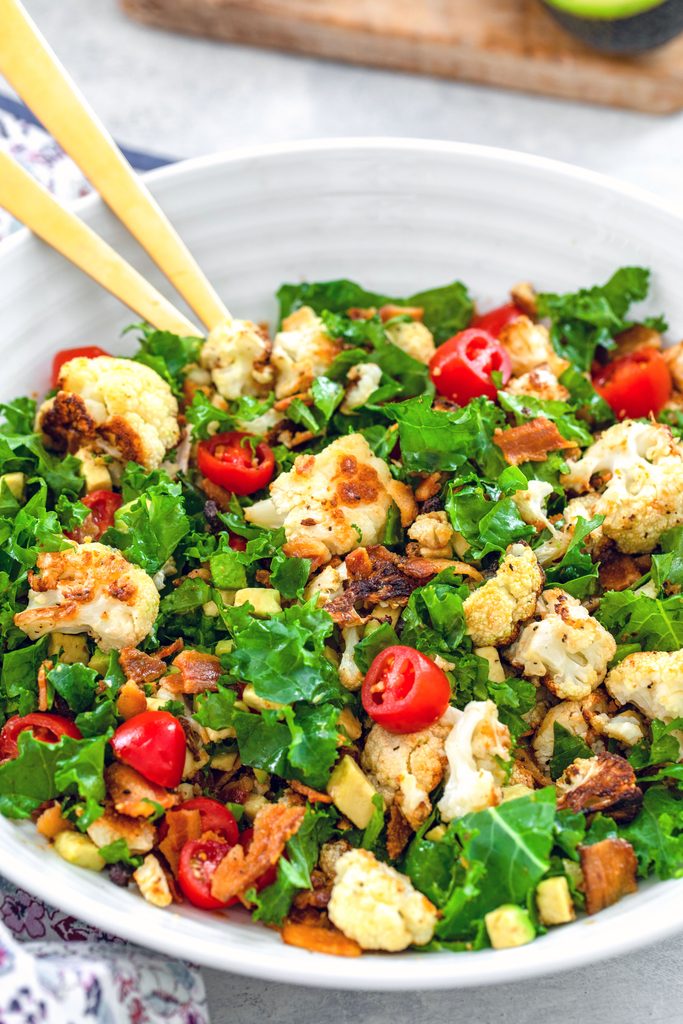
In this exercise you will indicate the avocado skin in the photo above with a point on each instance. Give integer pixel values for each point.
(636, 34)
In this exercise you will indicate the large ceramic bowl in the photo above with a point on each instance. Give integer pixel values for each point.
(398, 216)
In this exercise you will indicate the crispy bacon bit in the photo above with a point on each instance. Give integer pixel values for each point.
(131, 700)
(609, 872)
(273, 825)
(606, 782)
(197, 673)
(42, 684)
(318, 939)
(140, 668)
(50, 822)
(183, 826)
(375, 576)
(398, 833)
(134, 796)
(312, 796)
(530, 441)
(619, 571)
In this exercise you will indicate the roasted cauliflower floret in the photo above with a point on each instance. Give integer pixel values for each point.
(377, 906)
(302, 350)
(92, 589)
(237, 355)
(406, 768)
(413, 338)
(540, 383)
(650, 680)
(642, 497)
(528, 346)
(494, 611)
(364, 380)
(111, 406)
(433, 534)
(475, 747)
(565, 647)
(336, 501)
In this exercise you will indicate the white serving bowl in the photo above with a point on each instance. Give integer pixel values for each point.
(398, 216)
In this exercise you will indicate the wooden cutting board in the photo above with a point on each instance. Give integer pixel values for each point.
(512, 43)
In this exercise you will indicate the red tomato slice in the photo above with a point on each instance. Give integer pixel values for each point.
(153, 743)
(88, 351)
(232, 462)
(102, 505)
(47, 728)
(496, 320)
(199, 860)
(214, 817)
(461, 369)
(403, 690)
(636, 384)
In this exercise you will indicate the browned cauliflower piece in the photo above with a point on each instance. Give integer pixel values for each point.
(495, 611)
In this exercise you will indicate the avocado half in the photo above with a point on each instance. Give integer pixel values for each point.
(620, 26)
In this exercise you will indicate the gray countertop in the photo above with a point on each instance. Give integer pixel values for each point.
(183, 97)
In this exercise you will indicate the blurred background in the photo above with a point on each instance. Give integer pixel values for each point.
(176, 96)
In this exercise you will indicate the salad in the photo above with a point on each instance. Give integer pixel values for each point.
(372, 626)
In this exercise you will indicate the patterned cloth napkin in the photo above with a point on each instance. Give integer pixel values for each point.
(53, 968)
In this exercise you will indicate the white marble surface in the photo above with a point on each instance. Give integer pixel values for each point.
(184, 97)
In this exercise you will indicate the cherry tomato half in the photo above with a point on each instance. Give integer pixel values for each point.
(461, 368)
(214, 817)
(102, 505)
(636, 384)
(496, 320)
(153, 743)
(199, 860)
(403, 690)
(47, 728)
(235, 463)
(88, 351)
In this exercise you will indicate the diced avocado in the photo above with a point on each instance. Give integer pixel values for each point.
(99, 662)
(15, 483)
(352, 792)
(69, 648)
(515, 792)
(553, 900)
(496, 670)
(253, 700)
(263, 600)
(620, 26)
(79, 850)
(95, 474)
(509, 926)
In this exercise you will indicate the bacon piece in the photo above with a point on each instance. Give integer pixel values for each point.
(312, 796)
(273, 825)
(605, 782)
(609, 872)
(183, 826)
(530, 441)
(140, 668)
(131, 700)
(197, 673)
(134, 796)
(376, 574)
(617, 571)
(398, 833)
(318, 939)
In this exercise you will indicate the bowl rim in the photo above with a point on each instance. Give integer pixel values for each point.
(634, 928)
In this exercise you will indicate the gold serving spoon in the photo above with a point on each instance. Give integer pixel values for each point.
(30, 66)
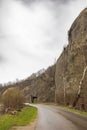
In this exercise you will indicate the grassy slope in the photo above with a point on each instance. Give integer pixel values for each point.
(74, 110)
(26, 116)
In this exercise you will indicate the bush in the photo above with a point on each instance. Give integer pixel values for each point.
(13, 98)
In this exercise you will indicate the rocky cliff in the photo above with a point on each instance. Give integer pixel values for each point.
(71, 67)
(39, 87)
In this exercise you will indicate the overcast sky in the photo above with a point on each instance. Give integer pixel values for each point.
(33, 33)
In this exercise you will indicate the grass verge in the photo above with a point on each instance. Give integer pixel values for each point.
(82, 113)
(26, 116)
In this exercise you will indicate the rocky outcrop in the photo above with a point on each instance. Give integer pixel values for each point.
(71, 67)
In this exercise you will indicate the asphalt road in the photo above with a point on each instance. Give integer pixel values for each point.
(54, 118)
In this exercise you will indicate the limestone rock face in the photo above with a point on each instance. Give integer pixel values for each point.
(70, 78)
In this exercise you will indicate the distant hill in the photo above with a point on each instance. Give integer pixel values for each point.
(40, 85)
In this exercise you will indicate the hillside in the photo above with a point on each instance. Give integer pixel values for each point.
(40, 86)
(66, 81)
(71, 67)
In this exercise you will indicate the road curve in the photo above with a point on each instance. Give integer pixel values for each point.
(54, 118)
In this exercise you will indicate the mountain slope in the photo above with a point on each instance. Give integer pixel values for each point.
(71, 72)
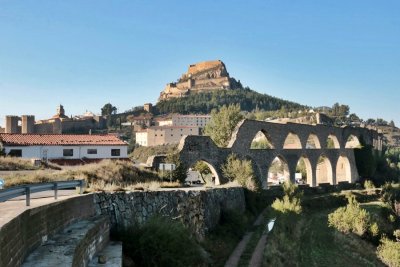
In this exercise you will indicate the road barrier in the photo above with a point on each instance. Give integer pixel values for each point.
(29, 189)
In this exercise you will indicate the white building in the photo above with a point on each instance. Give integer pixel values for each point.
(64, 147)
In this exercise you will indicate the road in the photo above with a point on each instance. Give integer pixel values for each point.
(13, 207)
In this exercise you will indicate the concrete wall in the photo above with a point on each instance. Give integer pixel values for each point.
(24, 233)
(198, 210)
(56, 152)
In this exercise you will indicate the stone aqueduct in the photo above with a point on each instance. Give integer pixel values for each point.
(339, 159)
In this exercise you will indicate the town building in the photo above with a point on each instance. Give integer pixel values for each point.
(61, 147)
(185, 120)
(161, 135)
(57, 124)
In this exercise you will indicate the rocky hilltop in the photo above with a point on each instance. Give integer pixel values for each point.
------------------------------------------------------------
Go through the listing above and write it all out exactly, leaving out any picture.

▸ **Result for this exercise**
In this exercise you will indicate the avocado skin in the photo above with a point on each instance. Give integer pixel values for each point.
(636, 34)
In this exercise you will indicate the large ceramic bowl in the photo above with a point on each instance. Give integer pixel values for each point.
(398, 216)
In this exercise you will indicate the crispy bacon bit in the photo above with a point on each instance. Give integer pixel values for each point.
(131, 700)
(609, 872)
(273, 825)
(606, 782)
(197, 673)
(42, 684)
(318, 939)
(140, 668)
(50, 822)
(183, 826)
(375, 576)
(398, 833)
(134, 796)
(312, 796)
(530, 441)
(619, 571)
In this exercise you will indicate the roasted cauliflower floret in the photo above with a point on each instance. Give integer pixel values for each point.
(377, 906)
(302, 350)
(92, 589)
(237, 355)
(406, 768)
(413, 338)
(540, 383)
(650, 680)
(642, 497)
(528, 346)
(494, 611)
(364, 380)
(111, 406)
(433, 534)
(475, 747)
(565, 647)
(336, 501)
In this exercise you will indicate the white serving bowl in the photo above with a point on each instance. Give integer pixel values for each point.
(398, 216)
In this exercise you will indicate the wooden cutting board in the photo above with a point on each instance. Give integer pixel values for each point.
(512, 43)
In this exercise you will indicate the red tomato slice in the photo above with a point on each instance. Give integer pixel values for each point.
(153, 743)
(88, 351)
(232, 462)
(102, 505)
(47, 728)
(496, 320)
(199, 860)
(214, 817)
(461, 369)
(403, 690)
(636, 384)
In this exercise you will indicate the browned cauliflower piece in the photo above with a point on each instance. Give integer pixel values for each point.
(495, 611)
In this exercise you will indicate the avocado half in the photo above with a point on each instance. Give integer pixel values for each point.
(620, 26)
In this exercise you will indicate the gray countertop in the photo above with a point on each instance. Give integer pixel values for each point.
(183, 97)
In this exercise you will indicate the blurred background in the photo above with a point on each instance. Give integer pixel values for each point.
(176, 96)
In this exercise you will indicate the salad in the photo above with a point on each instance. Give integer pixel values for each point.
(372, 626)
In this exercise you will indicate the patterned cloth napkin in the photo above with a point on each instance. Give integer pixel values for each point.
(53, 968)
In this exercise you will indicate the white marble surface in the photo above with a point on each instance. Give integer pixel values for each point.
(184, 97)
In this exercise you will indicate the cherry tomato half in the photo above with a point on each instance. Give integer pixel values for each point.
(461, 368)
(214, 817)
(102, 505)
(636, 384)
(496, 320)
(153, 743)
(199, 860)
(403, 690)
(47, 728)
(235, 463)
(88, 351)
In this exercise you will indicate the diced avocado in the photo above with a point on each instance. Give integer pixel values for each point.
(99, 662)
(15, 483)
(352, 792)
(69, 648)
(515, 792)
(553, 900)
(496, 670)
(253, 700)
(263, 600)
(620, 26)
(79, 850)
(95, 474)
(509, 926)
In this exercise you will indicate the bacon piece in the photo above with a point on each instance. Give integer pixel values for each point.
(312, 796)
(273, 825)
(605, 782)
(609, 872)
(183, 826)
(530, 441)
(140, 668)
(131, 700)
(197, 673)
(134, 796)
(376, 574)
(617, 571)
(398, 833)
(318, 939)
In this exercise you will indicate the bowl rim in the photo above with a point on each instance. Give integer pixel values for each point.
(634, 928)
In this exercise you will indicate the gold serving spoon in the photo above with a point on each instance. Give integer pixel values for each point.
(30, 66)
In this exercise you will indicate the grassy slope in the photo above with a point on each instance. Give integer pixel values for each point.
(74, 110)
(26, 116)
In this exercise you will indicate the bush in the photo above with a point on each instance. Give integer pixel values for each point.
(13, 98)
In this exercise you will indicate the rocky cliff in the photo above with a point on each instance. Give integer pixel values for each point.
(71, 67)
(39, 87)
In this exercise you will indicate the overcast sky in the photo above with a point on each instance. Give integer pixel values for each point.
(33, 33)
In this exercise you will indicate the grass verge in the photo above with a point on each instance. Give integer pixel values for each point.
(82, 113)
(26, 116)
In this exercise you will indicate the rocky outcrop in the photo above with a point on each instance. Give integer pixel values for each point.
(71, 67)
In this exercise you will indicate the asphalt road in the photo above with a point on each instance. Give integer pixel values for each point.
(54, 118)
In this exercise you will indicate the limestone rock face in the photo above with a point on each instance. Give integer pixel values for each point.
(70, 78)
In this exercise you will indicate the distant hill in the photo above with a point on each instance. Give integer pixel values for each point.
(40, 85)
In this exercise you will indicate the hillside in the photo above with a point on each instance. Give integer pixel values for each point.
(40, 86)
(66, 81)
(71, 67)
In this exercise you will indicate the road curve in the photo above with a point on each instance. Give integer pixel values for each point.
(54, 118)
In this exercise you will indicate the mountain slope in the photo above with a point on each instance. Give integer pixel values for each point.
(71, 72)
In this exercise you will indicate the road barrier in the photo above with a point on each instance. Give integer pixel values for each point.
(29, 189)
In this exercise you will indicate the white building in the photo above with a point on each instance. Give integer pixel values for each point.
(64, 147)
In this exercise you will indicate the road in the photo above with a point on each instance. Give integer pixel values for each point.
(13, 207)
In this exercise you will indicate the concrete wall in the photo above with a point on each instance. Give integer pixel values for each point.
(24, 233)
(198, 210)
(56, 152)
In this exercise you will indicate the stone aqueduct in the photo above with a point on each instance. Give integer pixel values for each point.
(339, 159)
In this exercise you will indicate the town building in the photo above with a point on each instance. Give integer pixel values for each point.
(61, 147)
(185, 120)
(161, 135)
(57, 124)
In this exercise you will indicate the rocky hilltop in the photo above with a point on each instance. Give integer pixel values for each point.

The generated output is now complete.